[start RECORD LIST]

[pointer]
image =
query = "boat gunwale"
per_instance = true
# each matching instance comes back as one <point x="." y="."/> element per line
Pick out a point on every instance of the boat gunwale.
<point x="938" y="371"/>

[end RECORD LIST]

INSTRUCTION ▸ Reproduce the data above line for line, keeping every character unchanged.

FINAL RESULT ▸
[pointer]
image =
query = "boat gunwale"
per_instance = true
# each matching instance comes back as one <point x="." y="."/> element per line
Pick out a point on every instance of the boat gunwale.
<point x="938" y="371"/>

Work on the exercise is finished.